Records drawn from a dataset
#####

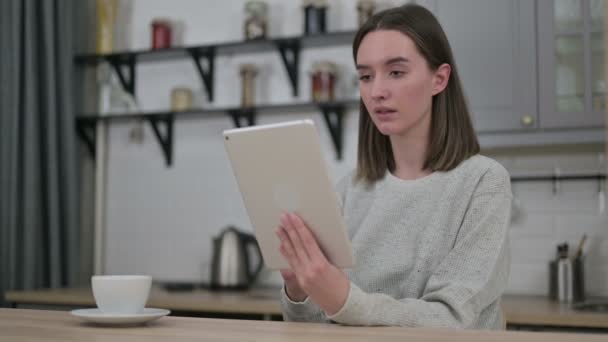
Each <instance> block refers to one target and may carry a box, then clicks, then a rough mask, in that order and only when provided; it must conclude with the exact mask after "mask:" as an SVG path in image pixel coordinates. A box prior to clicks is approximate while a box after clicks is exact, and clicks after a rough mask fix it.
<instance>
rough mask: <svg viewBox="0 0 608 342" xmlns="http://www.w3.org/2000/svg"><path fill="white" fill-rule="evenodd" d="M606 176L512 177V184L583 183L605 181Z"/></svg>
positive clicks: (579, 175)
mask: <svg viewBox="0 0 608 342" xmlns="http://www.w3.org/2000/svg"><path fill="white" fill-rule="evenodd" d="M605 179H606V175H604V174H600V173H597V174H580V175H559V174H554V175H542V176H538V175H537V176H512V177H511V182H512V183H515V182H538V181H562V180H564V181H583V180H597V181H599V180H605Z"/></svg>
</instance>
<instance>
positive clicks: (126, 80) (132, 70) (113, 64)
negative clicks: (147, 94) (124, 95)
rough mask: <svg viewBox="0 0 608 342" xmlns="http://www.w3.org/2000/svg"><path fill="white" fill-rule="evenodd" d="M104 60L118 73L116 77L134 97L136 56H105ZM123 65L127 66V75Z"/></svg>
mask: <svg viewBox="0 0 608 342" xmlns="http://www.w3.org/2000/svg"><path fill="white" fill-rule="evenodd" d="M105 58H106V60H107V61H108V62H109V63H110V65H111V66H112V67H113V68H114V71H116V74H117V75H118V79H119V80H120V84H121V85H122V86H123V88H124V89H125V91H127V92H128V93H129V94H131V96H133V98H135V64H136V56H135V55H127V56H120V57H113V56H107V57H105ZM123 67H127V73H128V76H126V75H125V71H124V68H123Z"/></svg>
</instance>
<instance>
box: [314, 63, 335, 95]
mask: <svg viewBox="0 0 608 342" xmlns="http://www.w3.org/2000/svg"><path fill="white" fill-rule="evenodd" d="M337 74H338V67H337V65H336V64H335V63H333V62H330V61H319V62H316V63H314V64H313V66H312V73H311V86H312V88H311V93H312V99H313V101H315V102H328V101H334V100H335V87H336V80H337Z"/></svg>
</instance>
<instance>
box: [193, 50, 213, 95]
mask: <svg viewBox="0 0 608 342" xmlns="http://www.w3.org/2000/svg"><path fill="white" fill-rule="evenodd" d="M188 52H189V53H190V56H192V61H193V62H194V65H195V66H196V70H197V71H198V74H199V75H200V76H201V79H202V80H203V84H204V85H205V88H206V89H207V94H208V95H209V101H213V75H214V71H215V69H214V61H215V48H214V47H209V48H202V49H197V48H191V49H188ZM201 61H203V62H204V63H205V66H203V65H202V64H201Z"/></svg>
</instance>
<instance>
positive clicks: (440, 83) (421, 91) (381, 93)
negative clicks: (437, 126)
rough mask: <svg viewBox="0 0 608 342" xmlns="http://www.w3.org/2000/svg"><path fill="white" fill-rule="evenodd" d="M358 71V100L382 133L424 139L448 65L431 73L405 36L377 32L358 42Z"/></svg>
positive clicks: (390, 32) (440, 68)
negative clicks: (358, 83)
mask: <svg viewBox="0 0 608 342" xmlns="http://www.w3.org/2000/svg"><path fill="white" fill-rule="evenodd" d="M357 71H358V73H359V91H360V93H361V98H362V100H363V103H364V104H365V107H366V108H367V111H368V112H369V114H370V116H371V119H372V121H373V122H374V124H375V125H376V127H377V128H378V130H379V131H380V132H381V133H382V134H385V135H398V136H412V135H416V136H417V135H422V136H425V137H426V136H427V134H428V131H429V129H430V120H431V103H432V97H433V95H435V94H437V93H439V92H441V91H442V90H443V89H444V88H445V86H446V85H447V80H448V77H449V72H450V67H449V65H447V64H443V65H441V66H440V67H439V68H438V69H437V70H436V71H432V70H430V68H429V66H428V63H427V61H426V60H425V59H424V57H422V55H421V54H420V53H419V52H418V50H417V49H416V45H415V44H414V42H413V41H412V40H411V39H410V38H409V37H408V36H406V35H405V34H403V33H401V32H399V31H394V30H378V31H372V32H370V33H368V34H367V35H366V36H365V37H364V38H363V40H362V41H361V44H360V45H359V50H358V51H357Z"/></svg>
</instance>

#####

Restate each record from above word for word, excluding any picture it holds.

Each <instance> block refers to one target and may carry a box, then clicks, then a rough mask, in that order and only when provided; it must conclude with the exact mask after "mask:" as an SVG path in image pixel coordinates. A box prior to clicks is approximate while a box after clicks is exact, and clicks after a rough mask fix it.
<instance>
rough mask: <svg viewBox="0 0 608 342" xmlns="http://www.w3.org/2000/svg"><path fill="white" fill-rule="evenodd" d="M606 176L512 177V184L583 183L605 181Z"/></svg>
positive clicks: (579, 175)
mask: <svg viewBox="0 0 608 342" xmlns="http://www.w3.org/2000/svg"><path fill="white" fill-rule="evenodd" d="M605 179H606V175H604V174H600V173H597V174H580V175H559V174H554V175H542V176H538V175H537V176H512V177H511V182H512V183H515V182H538V181H562V180H564V181H583V180H597V181H599V180H605Z"/></svg>
</instance>
<instance>
positive clicks: (126, 80) (132, 70) (113, 64)
negative clicks: (147, 94) (124, 95)
rough mask: <svg viewBox="0 0 608 342" xmlns="http://www.w3.org/2000/svg"><path fill="white" fill-rule="evenodd" d="M104 60L118 73L116 77L134 97L136 56H105ZM123 65L127 66V75Z"/></svg>
mask: <svg viewBox="0 0 608 342" xmlns="http://www.w3.org/2000/svg"><path fill="white" fill-rule="evenodd" d="M105 58H106V60H107V61H108V62H109V63H110V65H111V66H112V67H113V68H114V71H116V74H117V75H118V79H119V80H120V84H121V85H122V86H123V88H124V89H125V91H127V92H128V93H129V94H131V96H133V98H135V64H136V56H135V55H127V56H120V57H113V56H107V57H105ZM123 67H127V73H128V76H126V75H125V71H124V68H123Z"/></svg>
</instance>
<instance>
box: [314, 63, 335, 95]
mask: <svg viewBox="0 0 608 342" xmlns="http://www.w3.org/2000/svg"><path fill="white" fill-rule="evenodd" d="M337 74H338V67H337V65H336V64H335V63H333V62H330V61H319V62H316V63H314V64H313V66H312V73H311V86H312V88H311V93H312V99H313V101H315V102H328V101H334V100H335V87H336V80H337Z"/></svg>
</instance>
<instance>
box: [193, 50, 213, 95]
mask: <svg viewBox="0 0 608 342" xmlns="http://www.w3.org/2000/svg"><path fill="white" fill-rule="evenodd" d="M188 52H189V53H190V56H192V61H193V62H194V65H195V66H196V70H197V71H198V74H199V75H200V76H201V79H202V80H203V84H204V85H205V88H206V89H207V94H208V95H209V101H213V75H214V71H215V69H214V61H215V48H214V47H209V48H202V49H197V48H191V49H188ZM201 61H203V62H204V63H205V66H203V65H202V64H201Z"/></svg>
</instance>
<instance>
positive clicks: (440, 83) (421, 91) (381, 93)
negative clicks: (437, 126)
rough mask: <svg viewBox="0 0 608 342" xmlns="http://www.w3.org/2000/svg"><path fill="white" fill-rule="evenodd" d="M358 71V100L382 133L424 139L448 65L431 73L405 36L377 32L358 42Z"/></svg>
positive clicks: (390, 32) (440, 68)
negative clicks: (358, 83)
mask: <svg viewBox="0 0 608 342" xmlns="http://www.w3.org/2000/svg"><path fill="white" fill-rule="evenodd" d="M357 71H358V73H359V91H360V93H361V98H362V100H363V103H364V104H365V107H366V108H367V111H368V112H369V114H370V116H371V119H372V121H373V122H374V124H375V125H376V127H377V128H378V130H379V131H380V132H381V133H382V134H385V135H398V136H412V135H416V136H417V135H422V136H425V137H426V136H427V134H428V131H429V129H430V120H431V103H432V97H433V95H435V94H437V93H439V92H441V91H442V90H443V89H444V88H445V86H446V85H447V80H448V77H449V72H450V67H449V65H447V64H443V65H441V66H440V67H439V68H438V69H437V70H436V71H432V70H430V68H429V66H428V63H427V61H426V60H425V59H424V57H422V55H421V54H420V53H419V52H418V50H417V49H416V45H415V44H414V42H413V41H412V40H411V39H410V38H409V37H408V36H406V35H405V34H403V33H401V32H399V31H394V30H378V31H372V32H370V33H368V34H367V35H366V36H365V37H364V38H363V40H362V41H361V44H360V45H359V50H358V51H357Z"/></svg>
</instance>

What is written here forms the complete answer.